• SHORT TASK: Starting at the beginning of the records and going on through the line with "104,836,230,1214", write them out as a two-column CSV with the headers request and answer. Give one row per request, with each field in quotes, line breaks turned into spaces, and the pictures left out.

╔══

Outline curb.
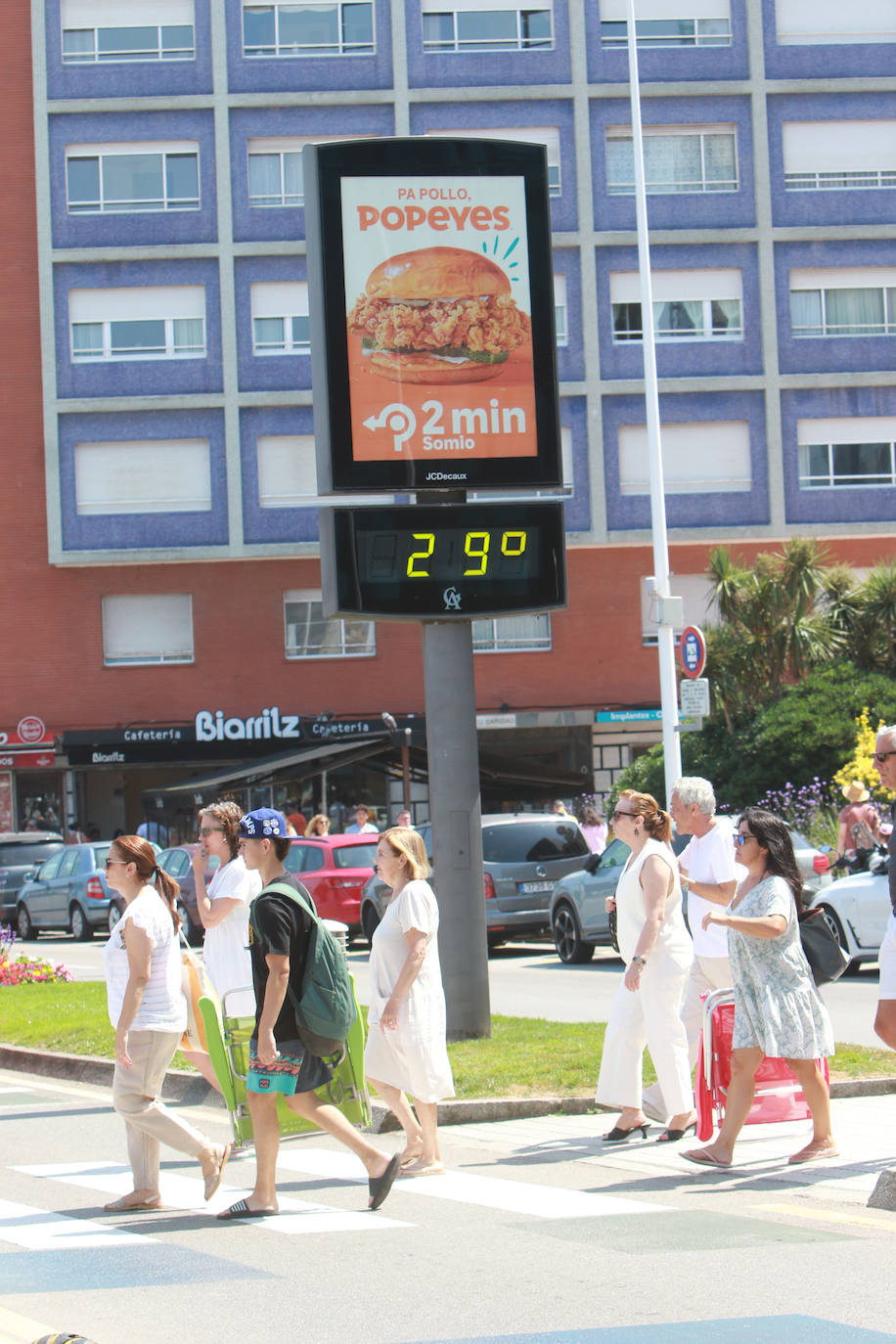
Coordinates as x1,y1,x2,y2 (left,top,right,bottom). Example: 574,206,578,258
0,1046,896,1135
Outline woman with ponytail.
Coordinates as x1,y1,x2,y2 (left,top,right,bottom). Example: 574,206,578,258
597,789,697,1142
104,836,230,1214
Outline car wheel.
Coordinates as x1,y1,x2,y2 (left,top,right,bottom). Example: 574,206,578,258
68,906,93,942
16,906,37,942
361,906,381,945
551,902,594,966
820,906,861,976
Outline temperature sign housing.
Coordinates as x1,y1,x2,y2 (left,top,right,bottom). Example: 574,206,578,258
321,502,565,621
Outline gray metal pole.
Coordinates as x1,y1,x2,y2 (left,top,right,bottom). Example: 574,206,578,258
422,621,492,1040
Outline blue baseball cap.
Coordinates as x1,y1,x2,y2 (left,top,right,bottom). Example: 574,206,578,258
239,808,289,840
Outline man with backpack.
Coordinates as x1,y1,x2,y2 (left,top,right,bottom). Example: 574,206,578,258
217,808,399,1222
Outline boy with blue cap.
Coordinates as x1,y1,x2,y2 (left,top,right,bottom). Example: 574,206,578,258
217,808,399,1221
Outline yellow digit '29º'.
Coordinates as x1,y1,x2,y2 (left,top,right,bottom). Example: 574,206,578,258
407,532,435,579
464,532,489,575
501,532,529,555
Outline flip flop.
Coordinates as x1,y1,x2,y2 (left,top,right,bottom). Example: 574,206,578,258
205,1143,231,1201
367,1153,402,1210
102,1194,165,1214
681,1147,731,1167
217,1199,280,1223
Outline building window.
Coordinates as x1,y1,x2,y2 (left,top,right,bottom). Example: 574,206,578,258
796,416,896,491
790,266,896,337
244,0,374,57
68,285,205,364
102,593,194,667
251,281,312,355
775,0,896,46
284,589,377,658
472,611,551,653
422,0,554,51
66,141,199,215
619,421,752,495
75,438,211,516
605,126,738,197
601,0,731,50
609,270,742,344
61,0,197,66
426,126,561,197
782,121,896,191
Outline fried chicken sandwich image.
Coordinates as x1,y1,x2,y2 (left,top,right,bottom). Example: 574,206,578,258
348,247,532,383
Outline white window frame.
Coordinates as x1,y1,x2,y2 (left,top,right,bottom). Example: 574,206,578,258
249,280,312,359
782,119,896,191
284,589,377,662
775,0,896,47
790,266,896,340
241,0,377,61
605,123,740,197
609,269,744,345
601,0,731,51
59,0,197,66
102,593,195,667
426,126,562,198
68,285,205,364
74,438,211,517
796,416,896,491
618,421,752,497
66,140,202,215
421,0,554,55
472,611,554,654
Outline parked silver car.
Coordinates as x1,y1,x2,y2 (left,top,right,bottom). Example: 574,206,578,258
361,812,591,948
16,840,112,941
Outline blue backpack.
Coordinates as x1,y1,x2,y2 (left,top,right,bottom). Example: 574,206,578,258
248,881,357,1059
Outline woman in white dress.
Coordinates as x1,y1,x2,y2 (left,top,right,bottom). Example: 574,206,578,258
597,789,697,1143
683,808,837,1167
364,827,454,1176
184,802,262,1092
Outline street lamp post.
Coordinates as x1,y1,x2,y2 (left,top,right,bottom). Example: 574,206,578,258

╚══

• SOLUTION TO THE EXERCISE:
request,answer
"Outline curb. Coordinates as x1,y1,x2,y2 (left,top,right,bottom). Example: 574,206,578,258","0,1046,896,1135"
"Outline woman with ponytail. Coordinates as x1,y1,x2,y2 (left,top,right,bottom). Example: 574,206,578,258","597,789,697,1142 104,836,230,1214"